··· Provided passage

There was a point in the 1990s when you had pretty much no choice but to watch a film by Full Moon Productions if you wanted to see something vaguely resembling a horror film. The studio carried horror through the decade with some cheesy films that look like masterpieces compared to the stuff Full Moon “Features” turns out these days. There were at least some pretty damn good monsters thrown into the mix, plus notable horror directors and actors. So it’s time to cover most of the films I’ve not yet covered from that era (search other Full Moon titles I’ve blogged about to the right or find them listed alphabetically in my horror blogs indexed).
SHADOWZONE (1990)
Prolific director J.S. Cardone (The Slayer, The Forsaken, Wicked Little Things) started the 90s off with the type of movie that saw the downfall of 80s horror: the dreaded low budget other worldly portal horror. Ugh. Full Moon definitely had an obsession with attempting Lovecraftian horror—and butchering it.
Louise Fletcher, who thankfully became the queen of shitty horror after winning an Academy Award for One Flew Over the Cuckoo’s Nest, plays a scientist fucking with humans in an underground facility.
A hottie from NASA comes to investigate the accidental death of a subject, but for a good part of the film all we get of horror aside from the nasty body he examines is a nightmare he has.
He connects with a blonde scientist, there’s a bratty monkey pet hanging around, and Miguel A. Núñez Jr. of Friday the 13th: A New Beginning, The Return of the Living Dead, and Leprechaun 4: In Space firmly establishes the horror time period.

······
··· Data section

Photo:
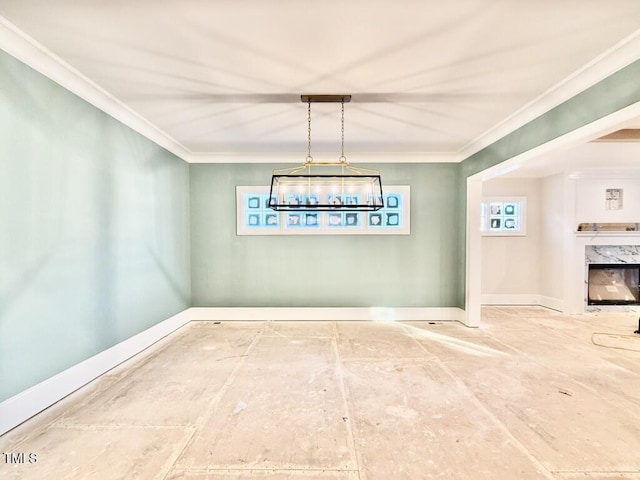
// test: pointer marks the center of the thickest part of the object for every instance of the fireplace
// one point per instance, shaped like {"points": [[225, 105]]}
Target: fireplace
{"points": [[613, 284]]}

······
··· Data section

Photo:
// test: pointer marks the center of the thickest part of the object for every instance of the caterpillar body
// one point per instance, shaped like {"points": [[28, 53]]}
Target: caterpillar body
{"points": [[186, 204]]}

······

* Short exercise: In the post about Full Moon horror films, who directed Shadowzone? The records have no connection to the post about Full Moon horror films.

* Answer below: J.S. Cardone directed Shadowzone.